#### Excerpt to read:
+--

Effective Python 56 - 60

Click here for the first post, which contains the context of this series.

Item #56: Know how to recognize when concurrency is necessary.

In this item, the author creates Conway's Game of Life and asks about its scalability in the context of a MMO. He summarizes it as follows: "Python provides many built-in tools for achieving fan-out and fan-in with various trade-offs. You should understand the pros and cons of each approach and choose the best tool for the job, depending on the situation."

Item #57: Avoid creating new Thread instances for on-demand fan-out.

Consider Conway's Game of Life, mentioned in the previous item, and suppose that you create a Thread instance for each cell. This will work, but there are tradeoffs:
  • Thread instances require special tools (like Lock) to coordinate among themselves.
  • Each Thread instance requires about 8 MB, which is high.
  • Starting a Thread instance and their subsequent context switching is costly.
  • Thread instances do not provide a built-in way to re-raise exceptions back to their callers.

Item #58: Understand how using Queue for concurrency requires refactoring.

+--

Saved entries:

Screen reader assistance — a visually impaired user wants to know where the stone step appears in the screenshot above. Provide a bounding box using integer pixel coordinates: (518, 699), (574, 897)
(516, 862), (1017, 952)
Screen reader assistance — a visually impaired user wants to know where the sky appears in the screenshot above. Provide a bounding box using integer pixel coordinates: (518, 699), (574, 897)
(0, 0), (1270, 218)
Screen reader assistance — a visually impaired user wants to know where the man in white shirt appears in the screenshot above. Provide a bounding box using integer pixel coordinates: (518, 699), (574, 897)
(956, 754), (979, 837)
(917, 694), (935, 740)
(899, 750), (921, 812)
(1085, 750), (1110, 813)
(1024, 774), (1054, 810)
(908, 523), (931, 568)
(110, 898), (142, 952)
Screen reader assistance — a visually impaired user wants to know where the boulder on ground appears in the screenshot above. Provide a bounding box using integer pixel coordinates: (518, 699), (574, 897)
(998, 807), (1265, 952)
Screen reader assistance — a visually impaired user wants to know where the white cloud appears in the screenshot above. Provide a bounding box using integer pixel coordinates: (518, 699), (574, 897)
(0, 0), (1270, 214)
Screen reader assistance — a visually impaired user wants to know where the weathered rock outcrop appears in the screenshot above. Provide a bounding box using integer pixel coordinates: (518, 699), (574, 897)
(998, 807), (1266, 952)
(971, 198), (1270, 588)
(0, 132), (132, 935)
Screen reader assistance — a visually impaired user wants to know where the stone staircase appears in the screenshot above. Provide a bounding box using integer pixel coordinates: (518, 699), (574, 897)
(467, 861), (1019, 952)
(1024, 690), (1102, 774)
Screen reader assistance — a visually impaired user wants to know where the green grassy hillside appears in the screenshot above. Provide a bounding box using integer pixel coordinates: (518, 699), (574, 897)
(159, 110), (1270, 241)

+--

#### Required tasks:
1/ Reproduce the Effective Python post word for word, from "Consider Conway's Game" to "concurrency requires refactoring.".
2/ Take the Effective Python post further, starting right after its final line.

#### Answers:
1/
Consider Conway's Game of Life, mentioned in the previous item, and suppose that you create a Thread instance for each cell. This will work, but there are tradeoffs:
  • Thread instances require special tools (like Lock) to coordinate among themselves.
  • Each Thread instance requires about 8 MB, which is high.
  • Starting a Thread instance and their subsequent context switching is costly.
  • Thread instances do not provide a built-in way to re-raise exceptions back to their callers.

Item #58: Understand how using Queue for concurrency requires refactoring.

2/
In this item, the author refactors Conway's Game of Life from the previous item in an attempt to showcase the difficulty of using Queue. He summarizes it as follows:
  • Using Queue instances with a fixed number of Thread instances improves the scalability of fan-in and fan-out.
  • It is difficult to refactor existing code to use Queue.
  • Using Queue has a fundamental limit to the total amount of I/O parallelism.

Item #59: Consider ThreadPoolExecutor when threads are necessary for concurrency.

In this item, the author uses ThreadPoolExecutor from concurrent.futures to address Conway's Game of Life from the previous items. It takes the best of both the previously discussed worlds (Thread and Queue) without the boilerplate. Nevertheless, it still does not scale well in terms of fan-out.

Item #60: Achieve highly concurrent I/O with coroutines.

In this item, the author introduces the keywords async and await, introduces the built-in library asyncio, and uses them to address Conway's Game of Life in an incredibly optimal way. Here is a simple code snippet that illustrates their use:

import asyncio
async def blocking_io(i):
    await asyncio.sleep(1)
    return f'My ID is {i} and I waited 1 second.'
async def func():
    results = []
    for i in range(10):
        results.append(blocking_io(i))
    return await asyncio.gather(*results)
print(asyncio.run(func()))

Effective Python 51 - 55

Click here for the first post, which contains the context of this series.

Item #51: Prefer class decorators over metaclasses.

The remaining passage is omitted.